◆ Task brief:
Lay out the lines of the listing between the line containing "segment --target sky" and the line containing "20 L 290 19", inclusive, as a Markdown table with the columns Row and Line, leaving out any blank lines.

◆ Outline items for labeled areas:
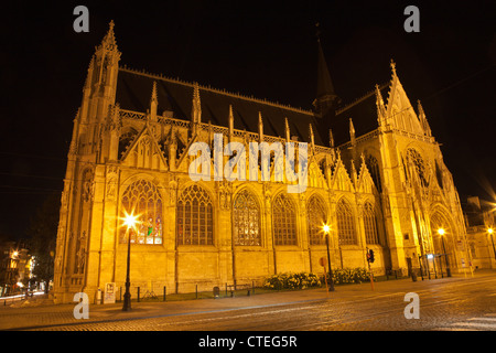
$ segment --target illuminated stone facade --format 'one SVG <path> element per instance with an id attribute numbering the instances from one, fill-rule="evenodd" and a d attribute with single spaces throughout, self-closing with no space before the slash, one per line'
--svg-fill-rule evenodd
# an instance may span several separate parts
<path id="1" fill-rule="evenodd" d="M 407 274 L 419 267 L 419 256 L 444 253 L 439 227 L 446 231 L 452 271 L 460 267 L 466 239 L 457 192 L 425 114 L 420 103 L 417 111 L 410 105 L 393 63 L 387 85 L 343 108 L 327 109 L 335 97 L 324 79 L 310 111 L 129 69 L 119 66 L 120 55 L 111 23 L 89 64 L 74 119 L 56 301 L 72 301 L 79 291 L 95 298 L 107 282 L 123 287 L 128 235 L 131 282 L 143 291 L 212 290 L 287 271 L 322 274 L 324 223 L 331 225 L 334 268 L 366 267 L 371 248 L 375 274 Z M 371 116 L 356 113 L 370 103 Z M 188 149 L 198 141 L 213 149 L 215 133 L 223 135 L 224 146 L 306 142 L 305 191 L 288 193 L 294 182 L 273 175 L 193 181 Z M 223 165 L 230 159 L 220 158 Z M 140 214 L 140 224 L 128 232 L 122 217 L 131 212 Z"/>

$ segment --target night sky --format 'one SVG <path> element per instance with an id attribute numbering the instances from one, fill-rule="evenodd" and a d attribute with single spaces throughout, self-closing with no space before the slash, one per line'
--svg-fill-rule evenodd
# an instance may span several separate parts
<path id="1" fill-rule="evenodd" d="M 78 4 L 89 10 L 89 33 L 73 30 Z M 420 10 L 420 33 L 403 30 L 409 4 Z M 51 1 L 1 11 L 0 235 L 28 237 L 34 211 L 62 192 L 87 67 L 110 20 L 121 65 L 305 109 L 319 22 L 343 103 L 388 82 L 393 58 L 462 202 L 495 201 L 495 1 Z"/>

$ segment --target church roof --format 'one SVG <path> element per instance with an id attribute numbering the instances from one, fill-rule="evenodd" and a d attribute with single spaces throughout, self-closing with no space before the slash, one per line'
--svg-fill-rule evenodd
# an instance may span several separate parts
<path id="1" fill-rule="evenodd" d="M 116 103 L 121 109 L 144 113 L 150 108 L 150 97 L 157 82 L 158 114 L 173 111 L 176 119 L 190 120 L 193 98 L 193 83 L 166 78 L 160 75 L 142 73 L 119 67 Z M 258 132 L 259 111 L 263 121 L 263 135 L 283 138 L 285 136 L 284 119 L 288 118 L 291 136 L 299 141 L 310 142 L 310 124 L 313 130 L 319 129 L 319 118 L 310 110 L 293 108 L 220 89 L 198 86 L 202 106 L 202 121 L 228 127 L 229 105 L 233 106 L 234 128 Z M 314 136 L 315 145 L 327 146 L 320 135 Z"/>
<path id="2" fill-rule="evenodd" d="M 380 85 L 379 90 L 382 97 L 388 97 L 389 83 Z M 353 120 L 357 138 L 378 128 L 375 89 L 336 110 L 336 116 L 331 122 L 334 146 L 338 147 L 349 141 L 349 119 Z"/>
--
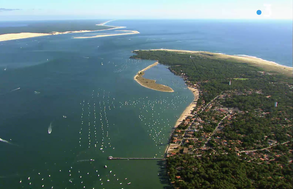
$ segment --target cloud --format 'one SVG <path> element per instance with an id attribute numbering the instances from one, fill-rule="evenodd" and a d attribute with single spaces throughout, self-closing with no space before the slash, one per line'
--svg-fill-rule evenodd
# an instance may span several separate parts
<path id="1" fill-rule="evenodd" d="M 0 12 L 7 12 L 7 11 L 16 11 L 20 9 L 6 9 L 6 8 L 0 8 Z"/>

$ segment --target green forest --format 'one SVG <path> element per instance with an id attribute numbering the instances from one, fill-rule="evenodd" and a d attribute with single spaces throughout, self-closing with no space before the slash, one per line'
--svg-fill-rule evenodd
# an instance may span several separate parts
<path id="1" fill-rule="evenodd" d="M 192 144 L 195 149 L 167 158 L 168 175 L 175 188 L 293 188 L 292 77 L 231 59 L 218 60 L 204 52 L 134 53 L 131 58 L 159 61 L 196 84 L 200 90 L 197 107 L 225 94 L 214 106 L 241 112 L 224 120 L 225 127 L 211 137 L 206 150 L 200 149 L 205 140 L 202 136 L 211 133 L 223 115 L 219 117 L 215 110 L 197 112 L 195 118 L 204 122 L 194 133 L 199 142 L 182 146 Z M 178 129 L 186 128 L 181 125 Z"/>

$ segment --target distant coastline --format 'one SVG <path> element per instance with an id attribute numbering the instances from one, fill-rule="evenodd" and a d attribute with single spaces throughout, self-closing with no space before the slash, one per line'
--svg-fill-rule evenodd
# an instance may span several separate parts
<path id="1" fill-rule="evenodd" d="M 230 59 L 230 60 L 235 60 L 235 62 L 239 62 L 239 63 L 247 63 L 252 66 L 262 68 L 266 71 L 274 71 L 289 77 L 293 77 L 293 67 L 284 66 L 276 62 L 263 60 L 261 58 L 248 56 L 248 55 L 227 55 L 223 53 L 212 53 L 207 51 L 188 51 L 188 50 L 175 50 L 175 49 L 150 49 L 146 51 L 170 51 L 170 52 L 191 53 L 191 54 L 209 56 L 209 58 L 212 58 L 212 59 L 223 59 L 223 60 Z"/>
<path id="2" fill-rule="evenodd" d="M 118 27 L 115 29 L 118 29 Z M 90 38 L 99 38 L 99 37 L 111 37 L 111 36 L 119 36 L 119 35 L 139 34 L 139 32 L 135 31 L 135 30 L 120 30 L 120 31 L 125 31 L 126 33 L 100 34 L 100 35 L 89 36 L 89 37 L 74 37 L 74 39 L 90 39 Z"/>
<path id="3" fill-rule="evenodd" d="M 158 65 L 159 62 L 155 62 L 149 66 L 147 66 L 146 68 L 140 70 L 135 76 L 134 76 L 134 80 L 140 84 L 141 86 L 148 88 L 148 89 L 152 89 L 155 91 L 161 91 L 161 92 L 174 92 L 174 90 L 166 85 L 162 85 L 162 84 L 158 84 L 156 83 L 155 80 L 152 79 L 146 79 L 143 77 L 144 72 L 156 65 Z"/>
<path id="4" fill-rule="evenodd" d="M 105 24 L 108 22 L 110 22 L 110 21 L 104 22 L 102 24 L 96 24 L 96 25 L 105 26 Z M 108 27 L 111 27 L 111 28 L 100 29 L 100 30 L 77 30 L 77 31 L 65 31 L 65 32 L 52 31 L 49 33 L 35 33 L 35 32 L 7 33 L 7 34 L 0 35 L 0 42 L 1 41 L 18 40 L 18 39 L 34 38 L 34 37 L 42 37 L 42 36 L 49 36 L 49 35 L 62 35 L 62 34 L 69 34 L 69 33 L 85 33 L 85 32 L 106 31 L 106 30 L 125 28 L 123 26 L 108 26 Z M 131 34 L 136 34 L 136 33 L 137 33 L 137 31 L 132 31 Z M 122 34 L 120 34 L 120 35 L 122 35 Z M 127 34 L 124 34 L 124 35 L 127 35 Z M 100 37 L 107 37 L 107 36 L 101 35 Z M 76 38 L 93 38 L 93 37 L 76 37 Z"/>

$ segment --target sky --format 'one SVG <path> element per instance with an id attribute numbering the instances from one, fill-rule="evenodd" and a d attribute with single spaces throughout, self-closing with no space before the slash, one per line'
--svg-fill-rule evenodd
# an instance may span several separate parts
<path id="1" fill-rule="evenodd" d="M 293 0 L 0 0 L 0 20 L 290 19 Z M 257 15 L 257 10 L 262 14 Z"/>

◆ Worked answer:
| Row | Line |
|---|---|
| 1 | $ segment --target sky --format 'one SVG <path> element per instance with an id attribute numbering the instances from one, fill-rule="evenodd" and a d attribute with single spaces throughout, self-closing with no space before the slash, one per line' |
| 2 | --svg-fill-rule evenodd |
| 3 | # an instance may span several separate parts |
| 4 | <path id="1" fill-rule="evenodd" d="M 293 0 L 0 0 L 0 20 L 290 19 Z M 257 15 L 257 10 L 262 14 Z"/> |